## Task directions
Each entry below needs to be reproduced exactly as given.

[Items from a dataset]
--------------------

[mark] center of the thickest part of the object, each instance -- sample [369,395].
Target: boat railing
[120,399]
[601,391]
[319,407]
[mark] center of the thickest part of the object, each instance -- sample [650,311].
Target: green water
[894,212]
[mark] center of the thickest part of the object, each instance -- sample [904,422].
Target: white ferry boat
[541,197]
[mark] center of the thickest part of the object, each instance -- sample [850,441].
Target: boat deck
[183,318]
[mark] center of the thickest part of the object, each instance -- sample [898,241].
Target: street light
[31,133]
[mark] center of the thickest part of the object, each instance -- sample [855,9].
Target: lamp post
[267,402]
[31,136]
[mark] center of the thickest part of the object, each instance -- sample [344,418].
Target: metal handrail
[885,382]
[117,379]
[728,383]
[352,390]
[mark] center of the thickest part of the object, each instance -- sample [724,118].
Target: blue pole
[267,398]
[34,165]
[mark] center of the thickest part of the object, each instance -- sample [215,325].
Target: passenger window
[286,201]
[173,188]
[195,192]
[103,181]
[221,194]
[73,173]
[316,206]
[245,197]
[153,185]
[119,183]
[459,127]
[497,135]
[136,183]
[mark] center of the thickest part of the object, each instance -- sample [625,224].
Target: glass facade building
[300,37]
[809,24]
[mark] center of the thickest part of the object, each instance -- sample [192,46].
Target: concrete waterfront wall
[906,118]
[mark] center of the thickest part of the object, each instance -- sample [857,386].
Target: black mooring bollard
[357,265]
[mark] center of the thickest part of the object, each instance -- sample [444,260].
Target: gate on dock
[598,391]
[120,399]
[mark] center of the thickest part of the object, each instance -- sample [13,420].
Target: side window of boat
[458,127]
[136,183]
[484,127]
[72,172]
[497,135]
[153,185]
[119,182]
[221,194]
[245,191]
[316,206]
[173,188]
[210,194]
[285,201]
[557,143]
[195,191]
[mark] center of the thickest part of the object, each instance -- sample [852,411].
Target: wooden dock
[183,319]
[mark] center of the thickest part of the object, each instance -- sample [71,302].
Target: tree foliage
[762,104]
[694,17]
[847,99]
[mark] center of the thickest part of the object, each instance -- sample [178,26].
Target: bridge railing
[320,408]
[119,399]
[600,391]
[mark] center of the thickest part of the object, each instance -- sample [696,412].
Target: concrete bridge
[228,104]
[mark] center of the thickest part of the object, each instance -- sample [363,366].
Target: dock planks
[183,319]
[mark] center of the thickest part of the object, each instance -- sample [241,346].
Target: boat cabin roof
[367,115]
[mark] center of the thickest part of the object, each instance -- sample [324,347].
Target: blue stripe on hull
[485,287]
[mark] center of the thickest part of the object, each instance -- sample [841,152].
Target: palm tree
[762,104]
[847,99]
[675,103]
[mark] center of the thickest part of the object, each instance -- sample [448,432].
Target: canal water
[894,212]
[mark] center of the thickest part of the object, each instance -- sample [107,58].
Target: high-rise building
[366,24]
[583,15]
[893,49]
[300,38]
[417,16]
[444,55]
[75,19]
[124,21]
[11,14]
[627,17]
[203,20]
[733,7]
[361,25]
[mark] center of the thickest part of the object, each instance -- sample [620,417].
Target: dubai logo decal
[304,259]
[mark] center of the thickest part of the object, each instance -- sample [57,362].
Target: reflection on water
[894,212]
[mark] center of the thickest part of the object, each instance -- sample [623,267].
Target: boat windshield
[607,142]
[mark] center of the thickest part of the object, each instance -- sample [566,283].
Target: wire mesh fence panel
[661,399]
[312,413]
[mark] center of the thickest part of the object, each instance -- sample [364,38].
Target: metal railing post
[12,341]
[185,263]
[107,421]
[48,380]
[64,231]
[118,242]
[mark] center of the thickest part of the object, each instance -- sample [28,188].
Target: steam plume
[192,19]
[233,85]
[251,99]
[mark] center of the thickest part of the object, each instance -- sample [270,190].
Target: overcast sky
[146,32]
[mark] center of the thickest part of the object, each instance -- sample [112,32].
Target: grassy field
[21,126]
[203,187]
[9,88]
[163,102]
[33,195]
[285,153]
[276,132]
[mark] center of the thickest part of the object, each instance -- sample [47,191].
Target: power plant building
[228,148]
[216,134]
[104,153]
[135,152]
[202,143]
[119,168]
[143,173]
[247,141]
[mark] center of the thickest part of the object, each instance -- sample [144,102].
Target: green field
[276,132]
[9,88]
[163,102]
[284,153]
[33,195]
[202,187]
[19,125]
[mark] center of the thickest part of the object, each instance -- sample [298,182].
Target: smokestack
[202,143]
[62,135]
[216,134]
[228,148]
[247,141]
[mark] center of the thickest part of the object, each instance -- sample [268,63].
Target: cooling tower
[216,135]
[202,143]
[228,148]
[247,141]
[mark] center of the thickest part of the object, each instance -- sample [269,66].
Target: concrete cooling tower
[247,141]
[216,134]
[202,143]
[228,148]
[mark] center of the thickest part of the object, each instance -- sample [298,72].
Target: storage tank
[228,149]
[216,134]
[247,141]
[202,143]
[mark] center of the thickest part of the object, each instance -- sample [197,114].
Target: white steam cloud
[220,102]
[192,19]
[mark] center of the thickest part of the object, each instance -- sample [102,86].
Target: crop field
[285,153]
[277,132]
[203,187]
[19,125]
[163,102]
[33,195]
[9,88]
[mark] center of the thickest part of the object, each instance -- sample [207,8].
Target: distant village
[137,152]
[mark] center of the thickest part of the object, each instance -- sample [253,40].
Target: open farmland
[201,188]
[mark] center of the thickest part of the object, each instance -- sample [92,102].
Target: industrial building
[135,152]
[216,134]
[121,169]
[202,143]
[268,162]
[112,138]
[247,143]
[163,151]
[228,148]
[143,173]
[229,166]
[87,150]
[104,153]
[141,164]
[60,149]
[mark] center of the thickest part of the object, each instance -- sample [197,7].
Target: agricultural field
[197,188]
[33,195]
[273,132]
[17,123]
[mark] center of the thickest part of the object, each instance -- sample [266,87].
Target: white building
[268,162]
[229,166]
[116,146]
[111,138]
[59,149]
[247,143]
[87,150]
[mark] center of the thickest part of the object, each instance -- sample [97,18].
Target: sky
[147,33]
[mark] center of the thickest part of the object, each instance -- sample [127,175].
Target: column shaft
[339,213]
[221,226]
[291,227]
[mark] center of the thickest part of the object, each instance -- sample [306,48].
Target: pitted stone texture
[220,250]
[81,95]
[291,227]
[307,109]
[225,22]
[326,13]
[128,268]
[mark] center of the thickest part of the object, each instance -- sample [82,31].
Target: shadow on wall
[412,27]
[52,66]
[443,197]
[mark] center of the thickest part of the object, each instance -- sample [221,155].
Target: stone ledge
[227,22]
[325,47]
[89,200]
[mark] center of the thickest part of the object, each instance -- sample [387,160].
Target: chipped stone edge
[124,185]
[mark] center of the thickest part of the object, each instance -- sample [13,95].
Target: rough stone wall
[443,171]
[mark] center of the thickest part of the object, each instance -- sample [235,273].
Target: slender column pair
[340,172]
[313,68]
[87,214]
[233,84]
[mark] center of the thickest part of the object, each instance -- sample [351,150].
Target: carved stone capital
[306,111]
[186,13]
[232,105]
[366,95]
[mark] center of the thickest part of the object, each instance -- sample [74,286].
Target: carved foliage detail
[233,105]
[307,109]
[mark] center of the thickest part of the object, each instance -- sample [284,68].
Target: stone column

--------------------

## Solved problem
[mark] center of the thickest part of the object, each instance -- sample [369,395].
Target: boat railing
[120,399]
[601,391]
[319,407]
[mark] center of the thickest part of the object, each instance -- sample [650,311].
Target: green water
[894,212]
[mark] center of the thickest part of the object, each instance -- sample [904,422].
Target: white ferry boat
[541,197]
[mark] center of the thickest part of the object, each instance -- sample [850,441].
Target: boat deck
[183,318]
[mark] center of the thickest part of the object, each instance -- sample [898,241].
Target: street light
[31,133]
[mark] center of the thickest part of the object, each instance -- sample [855,9].
Target: lamp post
[267,402]
[31,136]
[mark] center of the thickest part of the object, each instance -- sample [344,418].
Target: metal handrail
[885,382]
[117,379]
[728,383]
[352,390]
[mark] center of the thickest part of the object, each instance -- sample [724,118].
Target: blue pole
[267,398]
[34,165]
[mark] center of the thickest part of the object, each instance -- sample [215,325].
Target: passenger window
[286,201]
[173,188]
[195,192]
[103,181]
[221,194]
[73,173]
[316,206]
[245,197]
[153,185]
[119,183]
[459,127]
[497,135]
[136,183]
[mark] center of the thickest part of the object, each instance -- sample [625,224].
Target: glass facade building
[300,37]
[809,24]
[mark] center of the thickest part of the object, each instance -- sample [192,46].
Target: concrete waterfront wall
[906,118]
[mark] center of the thickest part of the object, each instance -- sample [857,386].
Target: black mooring bollard
[357,265]
[mark] center of the thickest part of the object, each instance -- sample [444,260].
Target: gate on dock
[598,391]
[120,399]
[mark] center of the thickest part of the object, each instance -- sample [13,420].
Target: side window of boat
[458,127]
[136,183]
[484,127]
[72,172]
[497,135]
[153,185]
[119,182]
[221,194]
[245,191]
[316,206]
[173,188]
[210,194]
[285,201]
[557,143]
[195,191]
[mark] center of the thickest part of the object, each instance -- sample [852,411].
Target: wooden dock
[183,319]
[mark] center of the thickest part of the object, each instance -- sample [71,302].
Target: tree foliage
[762,104]
[694,17]
[847,99]
[mark] center of the thickest part of the object, each instance -- sample [178,26].
Target: bridge railing
[320,408]
[119,399]
[600,391]
[mark] center of the thickest part of the object, each instance -- sample [696,412].
Target: concrete bridge
[228,104]
[mark] center of the thickest part of the object, each instance -- sample [363,366].
Target: dock planks
[183,319]
[mark] center of the thickest part of the object, each instance -- sample [241,346].
Target: boat cabin roof
[367,115]
[mark] center of the thickest part of the object, each instance -- sample [324,347].
Target: blue stripe on hull
[485,287]
[mark] center of the thickest part of the object, each instance -- sample [841,152].
Target: palm tree
[762,104]
[847,99]
[675,103]
[mark] center of the thickest part of the object, each instance -- sample [448,432].
Target: canal water
[894,212]
[mark] center of the thickest part of the object, each instance -- sample [107,58].
Target: high-rise building
[366,24]
[583,15]
[893,49]
[300,38]
[417,16]
[444,55]
[75,19]
[124,21]
[11,14]
[627,17]
[203,20]
[733,7]
[361,25]
[mark] center of the thickest part of the object, each instance -- sample [620,417].
Target: dubai logo decal
[304,259]
[mark] center of the thickest part of the object, each instance -- sample [57,362].
Target: reflection on water
[894,212]
[mark] center of the thickest part of the object, each instance -- sample [623,267].
Target: boat windshield
[607,142]
[mark] center of the thickest part of the object, each instance -- sample [566,283].
Target: wire mesh fence panel
[661,399]
[312,413]
[mark] center of the thickest part of the object, each instance -- sample [364,38].
Target: metal railing post
[12,341]
[185,263]
[107,421]
[48,380]
[64,231]
[118,242]
[mark] center of the thickest part of the object, each instance -- sample [28,188].
Target: steam plume
[192,19]
[233,85]
[251,99]
[mark] center of the thickest part of the object, each instance -- sample [270,190].
Target: overcast sky
[146,32]
[mark] center of the thickest part of the object, each instance -- sample [112,32].
Target: grassy field
[21,126]
[203,187]
[9,88]
[163,102]
[33,195]
[285,153]
[276,132]
[mark] center of the thickest part of the object, each instance -- sample [47,191].
Target: power plant building
[228,148]
[216,134]
[104,153]
[135,152]
[202,143]
[119,168]
[143,173]
[247,141]
[mark] center of the thickest part of the object, each instance -- sample [144,102].
Target: green field
[276,132]
[9,88]
[163,102]
[284,153]
[33,195]
[202,187]
[19,125]
[mark] center of the thickest part of the object, each instance -- sample [298,182].
Target: smokestack
[202,143]
[62,135]
[216,134]
[228,148]
[247,141]
[mark] center of the thickest part of the object, each instance -- sample [268,63].
Target: cooling tower
[216,135]
[202,143]
[228,148]
[247,141]
[mark] center of the thickest part of the object, each instance -- sample [269,66].
Target: concrete cooling tower
[247,141]
[216,134]
[202,143]
[228,148]
[mark] center of the thickest part of the object, each instance -- sample [298,72].
Target: storage tank
[228,149]
[216,134]
[247,141]
[202,143]
[mark] center of the thickest part of the object, each instance -- sample [197,114].
Target: white steam cloud
[220,102]
[192,19]
[mark] center of the thickest part of the object, each instance -- sample [102,86].
Target: crop field
[285,153]
[277,132]
[203,187]
[19,125]
[163,102]
[33,195]
[9,88]
[mark] center of the thickest part of the object, each instance -- sample [207,8].
Target: distant village
[137,152]
[mark] center of the thickest part of the object, each instance -- sample [253,40].
Target: open farmland
[201,188]
[mark] center of the thickest part of the object, each instance -- sample [92,102].
Target: industrial building
[135,152]
[216,134]
[121,169]
[202,143]
[268,162]
[112,138]
[247,143]
[163,151]
[228,148]
[143,173]
[229,166]
[87,150]
[104,153]
[141,164]
[60,149]
[mark] center of the thickest part of the object, each instance -- sample [197,7].
Target: agricultural field
[197,188]
[33,195]
[273,132]
[17,123]
[mark] center of the thickest part of the object, each instance -- sample [266,87].
Target: white building
[268,162]
[229,166]
[116,146]
[111,138]
[59,149]
[247,143]
[87,150]
[mark] center of the thickest part of the object, each instance -- sample [97,18].
Target: sky
[147,33]
[mark] center of the thickest part of the object, each instance -- sample [127,175].
Target: column shaft
[339,213]
[221,226]
[291,227]
[mark] center of the thickest part of the object, each instance -- sample [306,48].
Target: pitted stone texture
[220,250]
[81,95]
[291,227]
[307,109]
[225,22]
[326,13]
[128,268]
[mark] center of the thickest part of the object, each instance -- sample [82,31].
Target: shadow on wall
[412,27]
[52,66]
[443,197]
[mark] center of the thickest part of the object, each instance -- sample [221,155].
Target: stone ledge
[227,22]
[325,47]
[89,200]
[mark] center of the thickest part of the object, each instance -- sample [387,160].
Target: chipped stone edge
[124,185]
[mark] center of the thickest part of the object, each instance -- sample [13,95].
Target: rough stone wall
[443,171]
[mark] center of the thickest part of the object, each instance -- sample [235,273].
Target: slender column pair
[340,172]
[313,68]
[87,214]
[233,84]
[mark] center of the thickest part of the object, each instance -- sample [351,150].
Target: carved stone capital
[306,111]
[186,13]
[232,105]
[366,95]
[mark] center of the thickest part of the object, each instance -- sample [74,286].
Target: carved foliage detail
[233,105]
[307,109]
[mark] center of the thickest part of the object, each instance -- sample [284,68].
Target: stone column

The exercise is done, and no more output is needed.